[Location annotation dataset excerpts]
▼▼▼
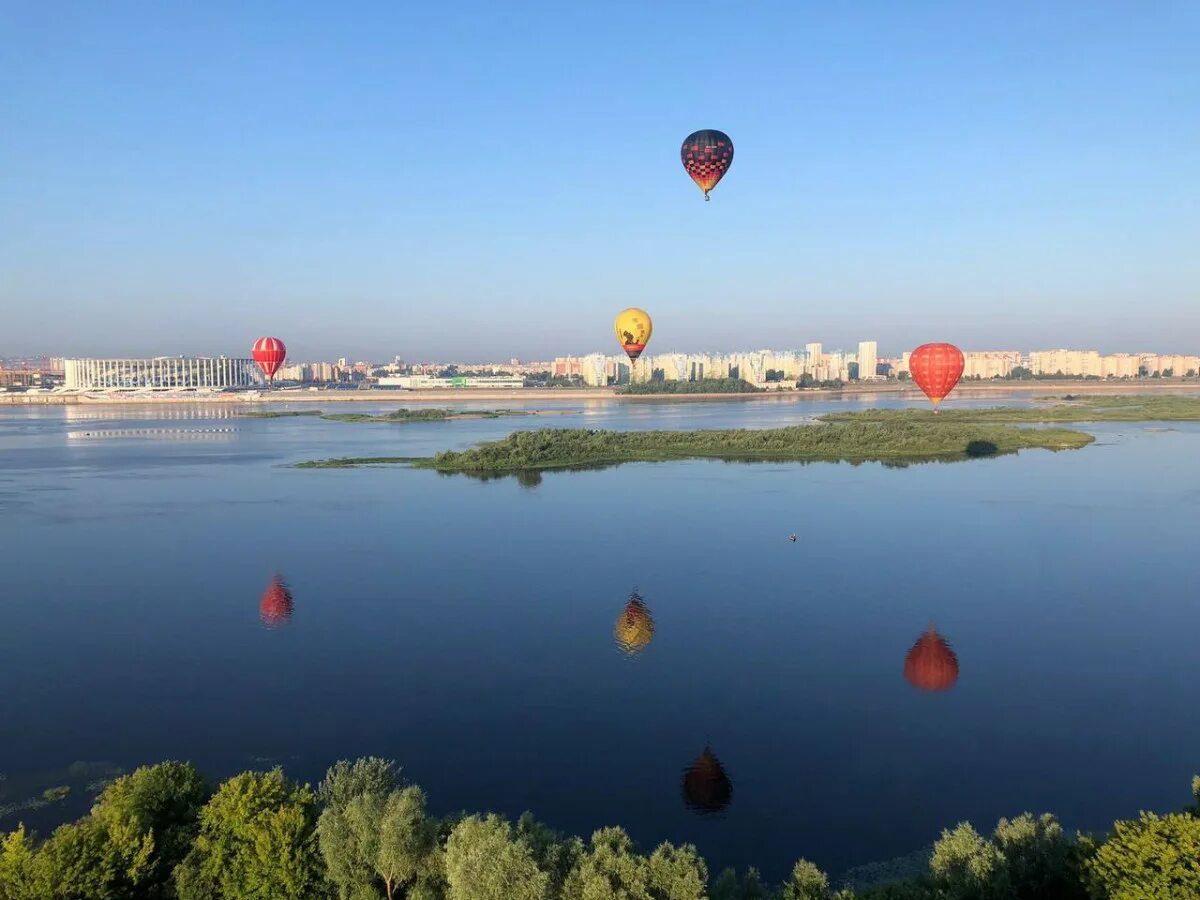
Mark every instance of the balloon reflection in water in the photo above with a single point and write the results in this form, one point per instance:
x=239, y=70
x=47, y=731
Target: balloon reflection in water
x=706, y=787
x=635, y=627
x=275, y=607
x=931, y=665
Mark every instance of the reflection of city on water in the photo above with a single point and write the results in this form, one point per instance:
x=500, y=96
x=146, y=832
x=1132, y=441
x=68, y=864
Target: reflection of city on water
x=707, y=789
x=931, y=665
x=635, y=627
x=275, y=607
x=163, y=412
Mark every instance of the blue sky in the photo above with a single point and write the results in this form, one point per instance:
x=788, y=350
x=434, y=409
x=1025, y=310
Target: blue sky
x=480, y=180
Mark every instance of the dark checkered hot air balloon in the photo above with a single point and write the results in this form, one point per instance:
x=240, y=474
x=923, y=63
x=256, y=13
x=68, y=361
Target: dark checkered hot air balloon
x=707, y=155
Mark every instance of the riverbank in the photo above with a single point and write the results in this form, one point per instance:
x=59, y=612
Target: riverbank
x=901, y=390
x=867, y=441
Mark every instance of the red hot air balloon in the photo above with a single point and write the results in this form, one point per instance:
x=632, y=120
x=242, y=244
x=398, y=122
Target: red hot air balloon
x=706, y=787
x=269, y=353
x=931, y=664
x=275, y=607
x=707, y=155
x=936, y=369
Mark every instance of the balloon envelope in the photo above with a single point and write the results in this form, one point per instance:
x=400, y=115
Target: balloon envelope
▲▲▲
• _Aim of the task_
Copy the material above word for word, leaving out the pictures.

• _Written response_
Mark every instance of the balloon reflection in water in the photo above with a single point and write the results in this form, one point per instance:
x=239, y=70
x=47, y=731
Target: balloon reflection in water
x=706, y=787
x=635, y=627
x=275, y=607
x=931, y=665
Mark every instance of the reflection of city on water in the photo above with a single point and write the results in this form, one point per instance:
x=500, y=96
x=146, y=832
x=1132, y=441
x=68, y=864
Target: reflection of city on water
x=707, y=789
x=931, y=665
x=635, y=627
x=275, y=607
x=163, y=412
Mark every instance of the blue sky in the photo above with a single point and write the results in this form, one point per instance:
x=788, y=350
x=434, y=409
x=1025, y=310
Target: blue sky
x=480, y=180
Mark every instance of the dark checkered hot air balloon in the photo above with a single point and write the results in this form, one point per instance:
x=240, y=474
x=923, y=63
x=256, y=13
x=68, y=361
Target: dark checkered hot air balloon
x=707, y=155
Mark every instance of the riverbank in the photo above with a single point and write the results in this form, one point per instance:
x=59, y=612
Target: riverbank
x=901, y=390
x=867, y=441
Mark every instance of the red hot air balloon in the photo above with a single point and write the results in this form, one point per instance:
x=632, y=120
x=242, y=244
x=398, y=122
Target: red hot air balloon
x=706, y=787
x=269, y=353
x=931, y=664
x=275, y=607
x=707, y=155
x=936, y=369
Mark every instance of the balloon envelope in the photo above with a single point and write the results in this form, one point per instance:
x=400, y=115
Target: balloon envelope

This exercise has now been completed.